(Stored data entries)
● ● ●
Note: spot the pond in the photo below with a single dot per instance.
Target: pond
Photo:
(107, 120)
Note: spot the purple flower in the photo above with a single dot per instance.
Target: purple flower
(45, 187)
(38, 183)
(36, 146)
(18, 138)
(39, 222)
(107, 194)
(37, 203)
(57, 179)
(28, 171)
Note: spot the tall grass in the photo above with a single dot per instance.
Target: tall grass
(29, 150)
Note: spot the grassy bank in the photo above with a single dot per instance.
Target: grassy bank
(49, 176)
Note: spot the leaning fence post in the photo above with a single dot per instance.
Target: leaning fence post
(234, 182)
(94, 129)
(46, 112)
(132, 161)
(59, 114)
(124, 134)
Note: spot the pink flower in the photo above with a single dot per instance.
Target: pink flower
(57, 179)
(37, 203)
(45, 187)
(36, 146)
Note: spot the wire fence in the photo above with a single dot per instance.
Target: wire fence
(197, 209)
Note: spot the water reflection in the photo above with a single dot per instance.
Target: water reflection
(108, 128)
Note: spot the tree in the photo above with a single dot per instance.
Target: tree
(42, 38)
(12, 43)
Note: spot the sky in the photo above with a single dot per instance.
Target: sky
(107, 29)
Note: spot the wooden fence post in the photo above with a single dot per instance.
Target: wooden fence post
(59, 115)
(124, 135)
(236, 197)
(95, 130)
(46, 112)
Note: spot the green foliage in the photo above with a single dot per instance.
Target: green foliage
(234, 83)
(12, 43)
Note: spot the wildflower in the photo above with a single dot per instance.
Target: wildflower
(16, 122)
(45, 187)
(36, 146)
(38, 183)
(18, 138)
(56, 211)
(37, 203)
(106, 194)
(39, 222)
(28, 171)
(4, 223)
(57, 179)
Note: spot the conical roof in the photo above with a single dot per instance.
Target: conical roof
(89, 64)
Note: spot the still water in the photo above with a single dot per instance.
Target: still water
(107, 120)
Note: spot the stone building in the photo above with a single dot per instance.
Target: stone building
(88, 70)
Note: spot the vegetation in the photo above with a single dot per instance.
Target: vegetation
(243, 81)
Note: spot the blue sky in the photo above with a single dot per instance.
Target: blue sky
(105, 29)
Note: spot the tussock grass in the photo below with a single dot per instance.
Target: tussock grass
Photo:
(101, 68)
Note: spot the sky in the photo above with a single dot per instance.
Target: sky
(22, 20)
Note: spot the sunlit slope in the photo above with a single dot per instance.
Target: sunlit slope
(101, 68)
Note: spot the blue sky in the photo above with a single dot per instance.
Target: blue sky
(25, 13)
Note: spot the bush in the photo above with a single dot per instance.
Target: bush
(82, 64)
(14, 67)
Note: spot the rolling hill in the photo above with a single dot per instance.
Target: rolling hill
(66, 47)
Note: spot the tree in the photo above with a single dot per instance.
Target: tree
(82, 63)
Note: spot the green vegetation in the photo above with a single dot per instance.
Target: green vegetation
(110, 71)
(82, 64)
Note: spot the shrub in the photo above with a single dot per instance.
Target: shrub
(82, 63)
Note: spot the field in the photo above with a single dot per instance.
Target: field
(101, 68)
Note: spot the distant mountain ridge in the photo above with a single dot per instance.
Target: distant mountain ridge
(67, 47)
● ● ●
Write out the full set of records exactly as given.

Note: spot the pond in the photo below with a single dot per instance.
Target: pond
Photo:
(107, 120)
Note: spot the purple flower in the photo above with a single dot per instance.
Target: purple flower
(45, 187)
(38, 183)
(36, 146)
(18, 138)
(39, 222)
(107, 194)
(37, 203)
(57, 179)
(28, 171)
Note: spot the tall grass in the photo above with a single dot per instance.
Target: tall grass
(29, 150)
Note: spot the grassy bank in the photo above with a single dot per instance.
Target: grassy bank
(49, 176)
Note: spot the leaning fence post in the photo above with a single dot per instance.
Target: leaning fence post
(234, 182)
(94, 129)
(46, 112)
(132, 161)
(59, 114)
(124, 134)
Note: spot the pink flower in the photo above with a single dot per instance.
Target: pink flower
(57, 179)
(37, 203)
(45, 187)
(36, 146)
Note: spot the wire fence in the photo above with a single dot per instance.
Target: wire fence
(197, 209)
Note: spot the water reflection in the photo above with a single dot per instance.
Target: water reflection
(108, 128)
Note: spot the tree in the photo above with a single dot per instance.
Target: tree
(42, 38)
(12, 43)
Note: spot the sky in the photo above with a single dot per instance.
Target: sky
(107, 29)
Note: spot the wooden fence post in the photo above with a single dot per instance.
Target: wooden fence post
(59, 115)
(124, 135)
(236, 197)
(95, 130)
(46, 112)
Note: spot the green foliage in the photo above with a single dot per instance.
Target: green foliage
(234, 83)
(12, 43)
Note: spot the wildflower in the photo above with a single dot per instance.
Target: wildflower
(16, 122)
(45, 187)
(36, 146)
(38, 183)
(18, 138)
(56, 211)
(37, 203)
(106, 194)
(39, 222)
(28, 171)
(4, 223)
(57, 179)
Note: spot the conical roof in the photo above with a single dot per instance.
Target: conical roof
(89, 64)
Note: spot the still water in the photo above with a single dot per instance.
Target: still water
(107, 120)
Note: spot the stone building in the photo above with a single dot per instance.
Target: stone building
(88, 70)
Note: spot the vegetation in the photo above with a single dot per instance.
Target: vegetation
(243, 81)
Note: spot the blue sky in the photo above with a single dot per instance.
Target: blue sky
(105, 29)
Note: spot the tussock grass in the photo below with a single dot per instance.
Target: tussock grass
Photo:
(101, 68)
Note: spot the sky in the photo above with a single dot per instance.
Target: sky
(22, 20)
Note: spot the sunlit slope in the photo above with a single dot per instance.
Target: sunlit slope
(101, 68)
Note: spot the blue sky in the photo above with a single dot per instance.
Target: blue sky
(25, 13)
Note: spot the bush in the photo above with a single dot per instance.
Target: bush
(82, 64)
(14, 67)
Note: spot the rolling hill in the photo above with a single dot per instance.
Target: rolling hill
(66, 47)
Note: spot the tree in the photo above with a single dot per instance.
Target: tree
(82, 63)
Note: spot the green vegetation in the photo above with a single dot per instance.
Target: green vegetation
(110, 71)
(82, 64)
Note: spot the shrub in the photo above with a single dot per instance.
Target: shrub
(82, 63)
Note: spot the field in the photo above with a single dot per instance.
Target: field
(101, 68)
Note: spot the distant mountain ridge in the photo above with a single dot per instance.
Target: distant mountain ridge
(67, 47)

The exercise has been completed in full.